Literaturfestival Zürich (alternative spelling: Zurich Literature Festival, formerly: Openair Literatur Festival Zürich) is an international literary festival held annually for the duration of a week in Zurich. The main stage of the festival is located in the middle of lush nature in the Old Botanical Garden in Zurich. 
The Festival is jointly presented by Literaturhaus Zürich and Kaufleuten, the two major institutions for literary events in Zurich. Founder and director of the festival is Swiss conceptual artist and curator Andreas Heusser who is curating the program together with Gesa Schneider and the management team of Kaufleuten.

SET TASKS ->
**A)** Answer these questions about the festival text:
(i) Where is the festival's main stage?
(ii) Which two institutions jointly present the festival?
(iii) Who founded the festival and serves as its director?
**B)** Quote everything in the festival text from "Literaturfestival Zürich (alternative" down to "Garden in Zurich.".
Answer using only the festival text.

RAW RECORDS ->
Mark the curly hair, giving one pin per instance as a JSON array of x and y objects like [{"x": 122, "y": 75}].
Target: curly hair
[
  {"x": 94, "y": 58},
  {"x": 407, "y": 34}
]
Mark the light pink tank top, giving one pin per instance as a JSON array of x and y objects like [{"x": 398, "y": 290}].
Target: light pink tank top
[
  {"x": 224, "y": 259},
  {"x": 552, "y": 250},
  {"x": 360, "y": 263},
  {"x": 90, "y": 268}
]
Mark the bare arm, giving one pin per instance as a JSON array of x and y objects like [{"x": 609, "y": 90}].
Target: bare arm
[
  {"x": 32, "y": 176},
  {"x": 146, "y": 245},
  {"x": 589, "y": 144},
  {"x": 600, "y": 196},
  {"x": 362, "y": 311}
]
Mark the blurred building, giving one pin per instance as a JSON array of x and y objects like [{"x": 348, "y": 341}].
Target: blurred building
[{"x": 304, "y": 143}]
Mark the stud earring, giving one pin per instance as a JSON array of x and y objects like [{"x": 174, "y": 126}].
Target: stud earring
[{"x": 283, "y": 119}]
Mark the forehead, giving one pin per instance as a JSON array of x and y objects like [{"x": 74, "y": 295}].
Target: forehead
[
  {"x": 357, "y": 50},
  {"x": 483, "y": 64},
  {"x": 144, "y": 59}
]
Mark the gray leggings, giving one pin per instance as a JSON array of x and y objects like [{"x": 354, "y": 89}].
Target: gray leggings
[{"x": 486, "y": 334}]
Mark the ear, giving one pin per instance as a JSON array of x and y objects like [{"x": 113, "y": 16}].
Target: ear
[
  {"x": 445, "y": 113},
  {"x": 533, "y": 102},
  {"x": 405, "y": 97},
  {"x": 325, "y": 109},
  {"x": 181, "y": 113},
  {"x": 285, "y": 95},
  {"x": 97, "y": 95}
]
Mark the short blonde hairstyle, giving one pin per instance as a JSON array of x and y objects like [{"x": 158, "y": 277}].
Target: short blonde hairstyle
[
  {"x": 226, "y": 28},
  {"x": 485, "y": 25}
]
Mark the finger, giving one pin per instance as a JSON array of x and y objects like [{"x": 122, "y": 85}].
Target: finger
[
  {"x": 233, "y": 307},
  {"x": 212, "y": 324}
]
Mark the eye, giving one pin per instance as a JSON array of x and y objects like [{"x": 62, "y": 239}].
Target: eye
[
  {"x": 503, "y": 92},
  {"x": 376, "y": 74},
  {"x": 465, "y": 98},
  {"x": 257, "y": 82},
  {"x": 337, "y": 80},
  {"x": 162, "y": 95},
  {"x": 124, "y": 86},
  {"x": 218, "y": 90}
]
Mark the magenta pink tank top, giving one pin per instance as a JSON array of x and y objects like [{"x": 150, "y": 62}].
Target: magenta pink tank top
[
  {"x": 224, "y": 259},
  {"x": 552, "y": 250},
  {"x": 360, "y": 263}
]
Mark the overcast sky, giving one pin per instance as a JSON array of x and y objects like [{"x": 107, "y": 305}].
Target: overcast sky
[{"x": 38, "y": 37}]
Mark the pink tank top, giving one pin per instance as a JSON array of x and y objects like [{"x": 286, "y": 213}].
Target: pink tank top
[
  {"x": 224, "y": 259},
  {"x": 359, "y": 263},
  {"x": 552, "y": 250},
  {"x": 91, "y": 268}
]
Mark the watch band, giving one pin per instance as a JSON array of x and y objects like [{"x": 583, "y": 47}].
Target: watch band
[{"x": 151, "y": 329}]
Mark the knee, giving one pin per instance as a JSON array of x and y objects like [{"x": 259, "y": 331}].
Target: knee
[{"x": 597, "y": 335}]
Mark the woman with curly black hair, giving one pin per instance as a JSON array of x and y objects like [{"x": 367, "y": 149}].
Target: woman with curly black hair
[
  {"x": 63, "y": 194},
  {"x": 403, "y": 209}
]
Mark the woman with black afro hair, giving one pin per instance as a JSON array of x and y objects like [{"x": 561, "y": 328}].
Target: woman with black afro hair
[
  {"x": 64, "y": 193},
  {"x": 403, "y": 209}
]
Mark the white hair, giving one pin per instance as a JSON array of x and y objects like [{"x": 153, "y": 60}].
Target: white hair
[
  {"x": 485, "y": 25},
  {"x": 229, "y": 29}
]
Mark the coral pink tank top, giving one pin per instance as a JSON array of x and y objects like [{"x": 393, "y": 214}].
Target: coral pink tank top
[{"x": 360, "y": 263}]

TASK-BY-TASK ANSWERS ->
**A)**
(i) In the Old Botanical Garden in Zurich.
(ii) Literaturhaus Zürich and Kaufleuten.
(iii) Andreas Heusser.

**B)**
Literaturfestival Zürich (alternative spelling: Zurich Literature Festival, formerly: Openair Literatur Festival Zürich) is an international literary festival held annually for the duration of a week in Zurich. The main stage of the festival is located in the middle of lush nature in the Old Botanical Garden in Zurich.